Quoted passage:
Closer to home here in Wisconsin, businessman Eric Hovde, recently announced opponent to Sen. Tammy Baldwin's re-election bid, also promises to repeal the ACA, confident that the free market will provide superior health insurance.
Why did 70 previous repeal efforts fail?
The main problem for Republicans attempting to repeal the ACA was not just the program’s increasing popularity; economic principles demonstrate that an unregulated “free” market cannot provide a replacement that will provide universal healthcare coverage. The natural forces of the market will lead the economy away from universal coverage.

Excerpted data:

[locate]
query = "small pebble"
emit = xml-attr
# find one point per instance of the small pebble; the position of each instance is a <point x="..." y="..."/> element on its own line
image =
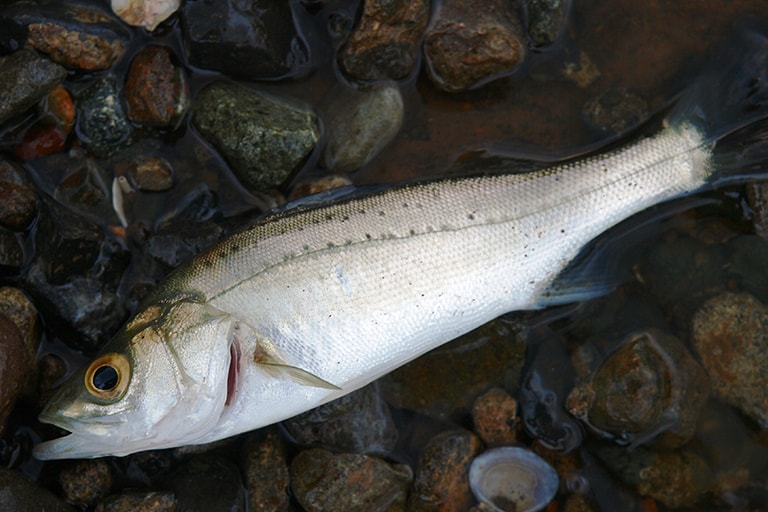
<point x="152" y="174"/>
<point x="86" y="481"/>
<point x="441" y="482"/>
<point x="494" y="414"/>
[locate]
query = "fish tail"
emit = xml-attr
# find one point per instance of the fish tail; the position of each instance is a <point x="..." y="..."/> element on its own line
<point x="729" y="106"/>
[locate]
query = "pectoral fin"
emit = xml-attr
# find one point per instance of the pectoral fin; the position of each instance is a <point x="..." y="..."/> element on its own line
<point x="298" y="375"/>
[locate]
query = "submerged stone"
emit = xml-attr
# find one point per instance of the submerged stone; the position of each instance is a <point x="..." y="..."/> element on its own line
<point x="256" y="39"/>
<point x="322" y="480"/>
<point x="25" y="78"/>
<point x="384" y="43"/>
<point x="469" y="44"/>
<point x="263" y="137"/>
<point x="76" y="34"/>
<point x="730" y="335"/>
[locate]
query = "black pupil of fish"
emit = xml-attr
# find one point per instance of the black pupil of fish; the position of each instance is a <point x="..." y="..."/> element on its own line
<point x="105" y="378"/>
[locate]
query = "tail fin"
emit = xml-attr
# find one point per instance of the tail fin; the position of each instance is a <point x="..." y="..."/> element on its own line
<point x="729" y="105"/>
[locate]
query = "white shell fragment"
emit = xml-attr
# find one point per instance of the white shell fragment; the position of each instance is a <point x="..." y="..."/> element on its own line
<point x="145" y="13"/>
<point x="512" y="478"/>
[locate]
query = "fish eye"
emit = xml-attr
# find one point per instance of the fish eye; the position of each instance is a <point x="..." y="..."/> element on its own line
<point x="107" y="377"/>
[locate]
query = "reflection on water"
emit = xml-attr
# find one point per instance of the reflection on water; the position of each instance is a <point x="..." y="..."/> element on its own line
<point x="628" y="57"/>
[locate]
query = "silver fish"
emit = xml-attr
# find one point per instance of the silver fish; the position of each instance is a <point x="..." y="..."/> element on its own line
<point x="312" y="303"/>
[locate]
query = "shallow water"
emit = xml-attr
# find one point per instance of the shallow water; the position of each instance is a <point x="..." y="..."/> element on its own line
<point x="651" y="49"/>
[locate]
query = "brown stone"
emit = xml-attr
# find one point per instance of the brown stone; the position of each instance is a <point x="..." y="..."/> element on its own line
<point x="156" y="89"/>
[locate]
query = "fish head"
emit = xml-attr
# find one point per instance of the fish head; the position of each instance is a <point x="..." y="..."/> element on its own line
<point x="161" y="381"/>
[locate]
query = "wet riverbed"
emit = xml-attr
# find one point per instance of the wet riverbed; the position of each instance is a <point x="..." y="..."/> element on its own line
<point x="649" y="398"/>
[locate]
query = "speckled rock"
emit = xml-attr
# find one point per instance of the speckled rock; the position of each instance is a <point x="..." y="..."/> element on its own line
<point x="74" y="277"/>
<point x="445" y="382"/>
<point x="15" y="365"/>
<point x="265" y="467"/>
<point x="441" y="482"/>
<point x="25" y="78"/>
<point x="384" y="43"/>
<point x="648" y="388"/>
<point x="359" y="422"/>
<point x="138" y="502"/>
<point x="20" y="494"/>
<point x="205" y="483"/>
<point x="255" y="39"/>
<point x="264" y="138"/>
<point x="86" y="481"/>
<point x="145" y="13"/>
<point x="156" y="89"/>
<point x="676" y="478"/>
<point x="152" y="174"/>
<point x="730" y="336"/>
<point x="494" y="415"/>
<point x="321" y="480"/>
<point x="102" y="121"/>
<point x="76" y="34"/>
<point x="468" y="45"/>
<point x="615" y="111"/>
<point x="546" y="20"/>
<point x="361" y="124"/>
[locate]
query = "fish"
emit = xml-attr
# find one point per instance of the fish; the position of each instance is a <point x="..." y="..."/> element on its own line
<point x="313" y="302"/>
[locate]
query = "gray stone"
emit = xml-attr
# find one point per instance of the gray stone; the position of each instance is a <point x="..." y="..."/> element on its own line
<point x="359" y="422"/>
<point x="361" y="125"/>
<point x="263" y="137"/>
<point x="321" y="480"/>
<point x="103" y="122"/>
<point x="25" y="78"/>
<point x="255" y="39"/>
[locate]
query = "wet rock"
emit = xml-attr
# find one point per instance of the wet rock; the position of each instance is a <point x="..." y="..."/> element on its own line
<point x="615" y="111"/>
<point x="361" y="125"/>
<point x="384" y="44"/>
<point x="757" y="197"/>
<point x="145" y="13"/>
<point x="730" y="336"/>
<point x="749" y="264"/>
<point x="139" y="501"/>
<point x="442" y="482"/>
<point x="74" y="277"/>
<point x="546" y="20"/>
<point x="179" y="241"/>
<point x="494" y="415"/>
<point x="86" y="481"/>
<point x="321" y="480"/>
<point x="20" y="494"/>
<point x="25" y="78"/>
<point x="15" y="366"/>
<point x="16" y="307"/>
<point x="359" y="422"/>
<point x="543" y="391"/>
<point x="467" y="46"/>
<point x="208" y="483"/>
<point x="156" y="89"/>
<point x="77" y="35"/>
<point x="444" y="383"/>
<point x="253" y="40"/>
<point x="648" y="388"/>
<point x="103" y="123"/>
<point x="265" y="467"/>
<point x="264" y="138"/>
<point x="17" y="206"/>
<point x="675" y="478"/>
<point x="11" y="253"/>
<point x="152" y="174"/>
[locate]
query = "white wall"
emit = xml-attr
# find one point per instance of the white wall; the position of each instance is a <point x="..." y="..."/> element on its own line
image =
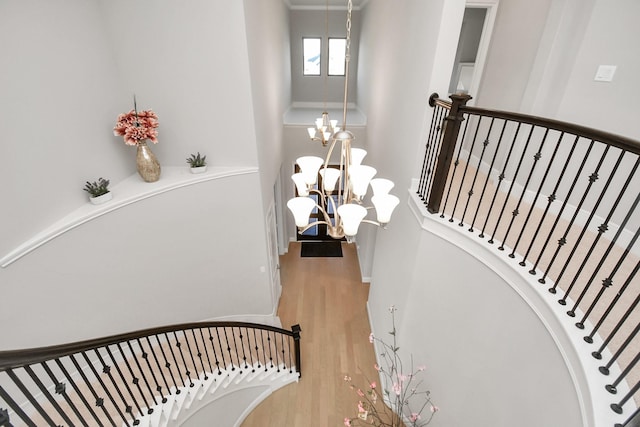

Task item:
Can you output, word for word, the stretch of the ACA repeal passage from "Closer to home" through "superior health insurance."?

Result below:
Closer to home here in Wisconsin, businessman Eric Hovde, recently announced opponent to Sen. Tammy Baldwin's re-election bid, also promises to repeal the ACA, confident that the free market will provide superior health insurance.